● Direction 1
Summarize the Snowflake tutorial below in two sentences.

● Selected passage
— START —

# From Zero to Snowflake in 50 Lines of Code

We're going to prep data, build and train a regression model, register it and deploy it in less than 50 lines of code, watch out for the TO DOs, you have to update a few things along the way

In [10]:
import json
import numpy as np
import pandas as pd
from snowflake.snowpark.session import Session
import snowflake.snowpark.functions as F
import snowflake.snowpark.types as T
from snowflake.snowpark.types import PandasDataFrameType, IntegerType, StringType, FloatType, DateType
from snowflake.ml.modeling.xgboost import XGBRegressor
from snowflake.ml.modeling.linear_model import LinearRegression
from snowflake.ml.modeling.lightgbm import LGBMRegressor
from snowflake.ml.registry import model_registry
from snowflake.ml._internal.utils import identifier

# 1. Reading Snowflake Connection Details, create a Session

TO DO: 

1. Create a JSON with your credentials and update the cell below

{
"account": "your_account_name", 
"user": "your_user_name",
"password": "insert_your_pwd_here",
"role": "ACCOUNTADMIN"

— END —

Excerpts from point annotation data

— START —

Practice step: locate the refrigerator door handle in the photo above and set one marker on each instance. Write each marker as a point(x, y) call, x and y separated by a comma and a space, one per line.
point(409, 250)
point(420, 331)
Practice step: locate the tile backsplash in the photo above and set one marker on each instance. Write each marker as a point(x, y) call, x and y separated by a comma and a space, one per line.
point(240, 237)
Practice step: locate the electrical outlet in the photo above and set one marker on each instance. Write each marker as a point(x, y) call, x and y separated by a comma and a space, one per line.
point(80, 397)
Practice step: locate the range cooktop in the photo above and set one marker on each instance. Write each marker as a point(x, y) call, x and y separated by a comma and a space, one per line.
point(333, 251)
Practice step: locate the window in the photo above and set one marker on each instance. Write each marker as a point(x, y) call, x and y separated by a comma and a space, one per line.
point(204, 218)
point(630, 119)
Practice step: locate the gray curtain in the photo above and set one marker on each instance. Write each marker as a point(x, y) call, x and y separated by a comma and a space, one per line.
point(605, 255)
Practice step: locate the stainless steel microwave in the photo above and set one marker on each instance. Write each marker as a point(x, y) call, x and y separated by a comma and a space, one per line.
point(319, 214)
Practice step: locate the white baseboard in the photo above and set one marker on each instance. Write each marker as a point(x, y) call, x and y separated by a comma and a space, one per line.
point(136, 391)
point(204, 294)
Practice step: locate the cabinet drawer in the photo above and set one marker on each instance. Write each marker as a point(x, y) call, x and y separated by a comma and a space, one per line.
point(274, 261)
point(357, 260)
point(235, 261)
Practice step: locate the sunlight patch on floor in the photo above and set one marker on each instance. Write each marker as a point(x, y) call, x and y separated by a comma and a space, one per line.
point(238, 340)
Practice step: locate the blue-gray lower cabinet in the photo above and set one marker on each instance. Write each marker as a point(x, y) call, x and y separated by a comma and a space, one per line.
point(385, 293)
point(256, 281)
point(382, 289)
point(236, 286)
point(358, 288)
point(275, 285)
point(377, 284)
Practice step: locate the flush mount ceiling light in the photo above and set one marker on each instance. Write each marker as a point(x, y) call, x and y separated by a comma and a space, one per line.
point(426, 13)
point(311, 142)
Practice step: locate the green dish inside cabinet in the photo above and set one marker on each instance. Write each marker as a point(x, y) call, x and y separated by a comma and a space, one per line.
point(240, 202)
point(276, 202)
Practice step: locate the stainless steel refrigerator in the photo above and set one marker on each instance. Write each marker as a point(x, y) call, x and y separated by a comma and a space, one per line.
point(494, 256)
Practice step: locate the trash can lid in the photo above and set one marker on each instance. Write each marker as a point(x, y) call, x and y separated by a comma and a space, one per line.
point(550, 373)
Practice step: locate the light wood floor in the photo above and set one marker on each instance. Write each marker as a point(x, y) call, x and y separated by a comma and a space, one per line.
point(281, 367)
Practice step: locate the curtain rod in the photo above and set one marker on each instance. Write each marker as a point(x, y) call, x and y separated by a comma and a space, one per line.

— END —

● Direction 2
In the records, swap "marker" for "pin" and leave everything else the same. Begin at the line that has "Practice step: locate the gray" and stop after the line with "point(377, 284)".

● Worked solution 1
The Snowflake tutorial sets out to prepare data, build and train a regression model, register it, and deploy it in fewer than 50 lines of code, with TO DO notes marking things the reader must update. Its first step reads Snowflake connection details to create a Session and asks the reader to create a JSON with their credentials (account, user, password, and role) and update the cell that follows.

● Worked solution 2
Practice step: locate the gray curtain in the photo above and set one pin on each instance. Write each pin as a point(x, y) call, x and y separated by a comma and a space, one per line.
point(605, 255)
Practice step: locate the stainless steel microwave in the photo above and set one pin on each instance. Write each pin as a point(x, y) call, x and y separated by a comma and a space, one per line.
point(319, 214)
Practice step: locate the white baseboard in the photo above and set one pin on each instance. Write each pin as a point(x, y) call, x and y separated by a comma and a space, one per line.
point(136, 391)
point(204, 294)
Practice step: locate the cabinet drawer in the photo above and set one pin on each instance. Write each pin as a point(x, y) call, x and y separated by a comma and a space, one per line.
point(274, 261)
point(357, 260)
point(235, 261)
Practice step: locate the sunlight patch on floor in the photo above and set one pin on each instance. Write each pin as a point(x, y) call, x and y separated by a comma and a space, one per line.
point(238, 340)
Practice step: locate the blue-gray lower cabinet in the photo above and set one pin on each instance. Write each pin as a point(x, y) call, x and y separated by a comma and a space, one per line.
point(385, 293)
point(256, 281)
point(382, 289)
point(236, 286)
point(358, 288)
point(275, 285)
point(377, 284)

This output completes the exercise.